=== Point annotation data ===
........
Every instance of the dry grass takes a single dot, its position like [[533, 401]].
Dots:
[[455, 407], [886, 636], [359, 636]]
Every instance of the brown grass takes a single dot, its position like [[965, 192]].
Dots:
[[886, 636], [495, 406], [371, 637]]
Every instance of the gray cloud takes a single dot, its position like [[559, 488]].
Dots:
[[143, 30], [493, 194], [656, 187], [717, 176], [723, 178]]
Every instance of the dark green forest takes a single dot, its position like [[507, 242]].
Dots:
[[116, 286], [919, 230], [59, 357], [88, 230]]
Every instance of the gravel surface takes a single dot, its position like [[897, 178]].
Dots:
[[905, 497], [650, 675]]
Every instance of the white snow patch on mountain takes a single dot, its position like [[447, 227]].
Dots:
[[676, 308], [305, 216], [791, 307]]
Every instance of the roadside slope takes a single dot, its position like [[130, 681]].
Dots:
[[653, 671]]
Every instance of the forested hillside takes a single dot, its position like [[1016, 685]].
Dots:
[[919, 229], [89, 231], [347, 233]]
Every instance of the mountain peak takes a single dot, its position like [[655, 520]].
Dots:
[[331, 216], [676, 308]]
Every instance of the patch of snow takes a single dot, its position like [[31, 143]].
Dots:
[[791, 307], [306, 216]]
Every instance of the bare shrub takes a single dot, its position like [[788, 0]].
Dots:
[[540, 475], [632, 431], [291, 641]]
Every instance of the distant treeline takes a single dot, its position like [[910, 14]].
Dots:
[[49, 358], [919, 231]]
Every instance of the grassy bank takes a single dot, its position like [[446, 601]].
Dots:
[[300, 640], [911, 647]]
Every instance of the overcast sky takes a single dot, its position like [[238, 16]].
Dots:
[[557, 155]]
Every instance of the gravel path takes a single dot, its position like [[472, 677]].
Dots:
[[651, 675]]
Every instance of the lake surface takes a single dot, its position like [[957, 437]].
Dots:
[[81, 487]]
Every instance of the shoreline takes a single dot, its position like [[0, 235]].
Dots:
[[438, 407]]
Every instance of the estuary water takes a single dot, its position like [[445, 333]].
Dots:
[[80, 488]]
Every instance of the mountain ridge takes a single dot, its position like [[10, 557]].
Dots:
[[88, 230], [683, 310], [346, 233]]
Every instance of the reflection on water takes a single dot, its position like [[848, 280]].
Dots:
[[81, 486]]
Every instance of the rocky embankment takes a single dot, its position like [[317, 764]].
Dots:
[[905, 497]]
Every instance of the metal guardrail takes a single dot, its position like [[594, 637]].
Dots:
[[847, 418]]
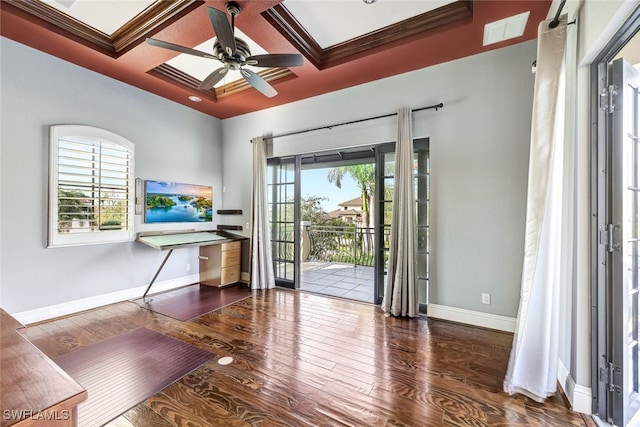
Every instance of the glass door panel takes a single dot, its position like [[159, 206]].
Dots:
[[281, 184], [625, 189]]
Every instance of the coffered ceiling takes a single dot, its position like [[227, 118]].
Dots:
[[343, 42]]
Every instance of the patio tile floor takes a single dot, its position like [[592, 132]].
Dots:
[[339, 280]]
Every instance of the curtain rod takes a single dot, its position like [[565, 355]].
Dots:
[[353, 121], [556, 19]]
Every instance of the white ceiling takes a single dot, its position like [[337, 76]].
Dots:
[[201, 67], [103, 15], [336, 21]]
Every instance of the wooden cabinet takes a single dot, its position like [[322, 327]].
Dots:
[[230, 263], [220, 264]]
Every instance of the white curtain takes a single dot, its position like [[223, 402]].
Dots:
[[262, 276], [400, 290], [533, 366]]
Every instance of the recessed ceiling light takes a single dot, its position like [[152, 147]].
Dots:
[[505, 29]]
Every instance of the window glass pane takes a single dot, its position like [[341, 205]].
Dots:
[[389, 164], [91, 184]]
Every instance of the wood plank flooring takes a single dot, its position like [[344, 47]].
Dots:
[[308, 360]]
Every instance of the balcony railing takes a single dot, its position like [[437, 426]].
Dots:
[[345, 244]]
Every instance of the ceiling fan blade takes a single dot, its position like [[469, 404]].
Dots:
[[259, 83], [178, 48], [276, 60], [223, 30], [213, 78]]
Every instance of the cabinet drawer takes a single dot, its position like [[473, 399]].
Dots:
[[230, 258], [231, 246], [230, 275]]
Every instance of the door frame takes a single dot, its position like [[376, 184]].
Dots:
[[601, 305]]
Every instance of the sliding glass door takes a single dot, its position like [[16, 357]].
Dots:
[[355, 232], [282, 185]]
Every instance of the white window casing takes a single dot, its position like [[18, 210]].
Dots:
[[91, 186]]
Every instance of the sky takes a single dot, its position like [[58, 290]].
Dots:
[[314, 182]]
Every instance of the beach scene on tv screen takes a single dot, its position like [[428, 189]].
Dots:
[[174, 202]]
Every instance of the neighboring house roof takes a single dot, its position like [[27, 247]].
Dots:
[[341, 212], [353, 203]]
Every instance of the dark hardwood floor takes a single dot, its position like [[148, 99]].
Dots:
[[308, 360]]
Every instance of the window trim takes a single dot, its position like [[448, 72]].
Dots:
[[57, 239]]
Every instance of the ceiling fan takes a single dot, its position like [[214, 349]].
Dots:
[[234, 53]]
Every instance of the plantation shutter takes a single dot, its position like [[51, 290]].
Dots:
[[93, 189]]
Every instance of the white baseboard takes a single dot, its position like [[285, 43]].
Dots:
[[470, 317], [579, 396], [64, 309]]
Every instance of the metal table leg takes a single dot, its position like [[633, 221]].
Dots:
[[157, 272]]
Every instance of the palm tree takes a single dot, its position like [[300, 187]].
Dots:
[[364, 176]]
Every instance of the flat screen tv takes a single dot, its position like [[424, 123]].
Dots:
[[175, 202]]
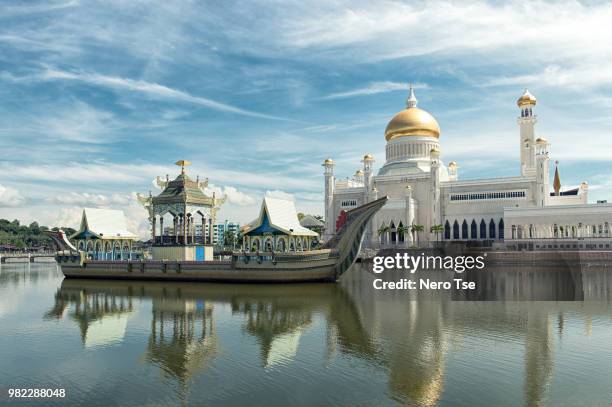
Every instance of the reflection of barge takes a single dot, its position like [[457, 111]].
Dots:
[[326, 264]]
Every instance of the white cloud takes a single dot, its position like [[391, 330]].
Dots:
[[80, 122], [234, 196], [555, 75], [89, 199], [149, 89], [10, 197], [374, 88], [280, 195]]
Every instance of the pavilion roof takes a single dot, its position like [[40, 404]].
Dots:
[[183, 190], [309, 221], [281, 215]]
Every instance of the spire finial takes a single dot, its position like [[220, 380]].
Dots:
[[412, 100], [182, 164]]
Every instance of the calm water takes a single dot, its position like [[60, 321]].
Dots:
[[130, 343]]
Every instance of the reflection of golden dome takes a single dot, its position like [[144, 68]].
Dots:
[[412, 121], [526, 99]]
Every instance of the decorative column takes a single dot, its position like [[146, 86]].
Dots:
[[409, 215], [161, 229]]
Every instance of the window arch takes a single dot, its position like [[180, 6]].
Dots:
[[492, 229], [456, 230], [464, 231], [483, 229]]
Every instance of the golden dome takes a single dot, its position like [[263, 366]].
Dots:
[[526, 99], [412, 121]]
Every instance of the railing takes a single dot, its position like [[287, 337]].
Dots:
[[181, 240]]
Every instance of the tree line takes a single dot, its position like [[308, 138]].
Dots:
[[27, 236]]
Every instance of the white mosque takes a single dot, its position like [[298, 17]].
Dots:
[[428, 201]]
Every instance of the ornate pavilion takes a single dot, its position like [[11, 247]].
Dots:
[[277, 229], [182, 217], [103, 235]]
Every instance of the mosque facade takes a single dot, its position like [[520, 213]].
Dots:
[[428, 202]]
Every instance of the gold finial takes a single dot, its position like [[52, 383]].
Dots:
[[183, 164], [412, 100]]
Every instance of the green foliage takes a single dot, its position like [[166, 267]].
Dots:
[[24, 236]]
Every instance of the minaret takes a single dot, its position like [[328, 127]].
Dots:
[[435, 187], [527, 121], [542, 172], [367, 161], [328, 164], [557, 180], [409, 216]]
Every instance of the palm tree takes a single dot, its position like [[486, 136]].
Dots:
[[401, 231], [437, 229], [382, 230], [416, 229]]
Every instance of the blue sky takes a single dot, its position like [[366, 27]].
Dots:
[[98, 98]]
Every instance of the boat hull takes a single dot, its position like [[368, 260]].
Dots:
[[197, 271]]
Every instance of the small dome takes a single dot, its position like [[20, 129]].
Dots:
[[526, 99], [412, 121]]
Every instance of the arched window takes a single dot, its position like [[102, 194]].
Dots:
[[456, 230]]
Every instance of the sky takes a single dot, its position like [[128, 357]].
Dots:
[[99, 98]]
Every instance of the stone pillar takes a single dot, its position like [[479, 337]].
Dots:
[[328, 173], [409, 216]]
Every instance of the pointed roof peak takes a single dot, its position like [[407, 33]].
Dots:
[[412, 100]]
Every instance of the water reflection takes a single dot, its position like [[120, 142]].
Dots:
[[410, 336], [183, 338]]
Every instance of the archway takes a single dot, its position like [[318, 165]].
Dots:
[[483, 229], [456, 230]]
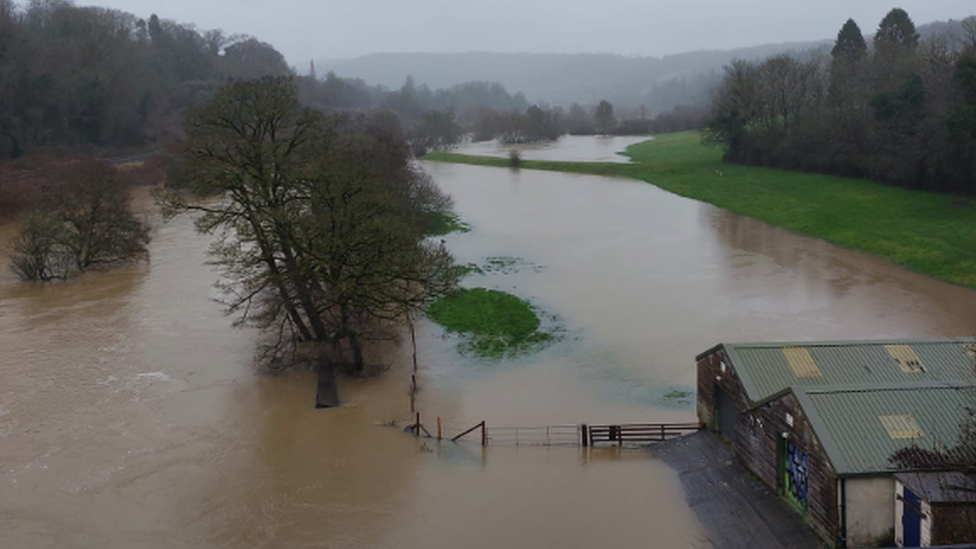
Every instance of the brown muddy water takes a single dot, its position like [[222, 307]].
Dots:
[[132, 415]]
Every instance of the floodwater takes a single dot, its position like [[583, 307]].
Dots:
[[132, 415], [579, 148]]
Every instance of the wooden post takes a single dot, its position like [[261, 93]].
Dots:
[[413, 339]]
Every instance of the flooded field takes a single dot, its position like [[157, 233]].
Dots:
[[577, 148], [132, 415]]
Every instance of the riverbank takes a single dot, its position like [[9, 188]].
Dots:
[[929, 233]]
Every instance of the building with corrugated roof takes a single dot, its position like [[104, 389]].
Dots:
[[829, 424]]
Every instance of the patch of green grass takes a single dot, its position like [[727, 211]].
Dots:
[[926, 232], [495, 324], [447, 223]]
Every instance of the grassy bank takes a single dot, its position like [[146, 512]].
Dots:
[[929, 233], [495, 324]]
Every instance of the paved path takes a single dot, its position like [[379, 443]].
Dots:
[[736, 511]]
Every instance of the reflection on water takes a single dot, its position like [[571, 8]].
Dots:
[[131, 414], [568, 148]]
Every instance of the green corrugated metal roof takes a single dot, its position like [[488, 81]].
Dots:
[[765, 370], [849, 424]]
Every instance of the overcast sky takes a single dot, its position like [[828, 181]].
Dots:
[[304, 29]]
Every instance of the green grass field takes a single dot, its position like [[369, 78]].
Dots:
[[929, 233], [496, 324]]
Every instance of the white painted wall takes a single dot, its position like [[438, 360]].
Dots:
[[899, 510], [926, 537], [926, 524], [870, 513]]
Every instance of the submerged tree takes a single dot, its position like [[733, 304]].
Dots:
[[82, 221], [322, 220], [604, 116]]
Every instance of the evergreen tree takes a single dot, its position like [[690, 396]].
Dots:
[[896, 33], [850, 46]]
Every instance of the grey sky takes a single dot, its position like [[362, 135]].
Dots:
[[303, 29]]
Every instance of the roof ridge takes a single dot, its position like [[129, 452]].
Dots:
[[849, 342], [880, 387]]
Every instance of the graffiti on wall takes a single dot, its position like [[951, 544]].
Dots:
[[796, 470]]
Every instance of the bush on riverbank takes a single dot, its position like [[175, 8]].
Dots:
[[497, 324], [927, 232]]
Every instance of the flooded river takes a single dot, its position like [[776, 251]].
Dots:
[[131, 414]]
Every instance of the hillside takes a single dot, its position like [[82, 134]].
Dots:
[[560, 79]]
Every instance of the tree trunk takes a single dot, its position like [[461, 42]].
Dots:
[[15, 150]]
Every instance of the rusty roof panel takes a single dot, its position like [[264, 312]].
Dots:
[[770, 368], [862, 428]]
........
=== WORK TO BE COMPLETED ===
Reproduce only the lines running from the one with "Every instance of the roof" through the end of the lines, substituting "single point" for every "single dot" and leaving everything else unchanged.

=== REPLY TO THE TASK ===
Every instance of the roof ridge takes a single point, its position like [[129, 452]].
Dots:
[[849, 342], [880, 387]]
Every instance of the graffiti on wall takes a single point, its position like [[951, 544]].
Dots:
[[796, 470]]
Every instance of the bush on riverbank takes a single point, its position like [[175, 8]].
Dots:
[[497, 324], [927, 232]]
Every instance of the flooded river takes a single point, its position like [[776, 251]].
Dots:
[[131, 414]]
Every instance of the hillside takes a single point, its position like [[82, 134]].
Dots:
[[560, 79]]
Every instance of the tree trunk takes a single point, its position like [[461, 42]].
Dots:
[[15, 150]]
Every instance of the rusty roof panel takes a single point, its position like [[264, 312]].
Dots:
[[770, 368], [862, 428]]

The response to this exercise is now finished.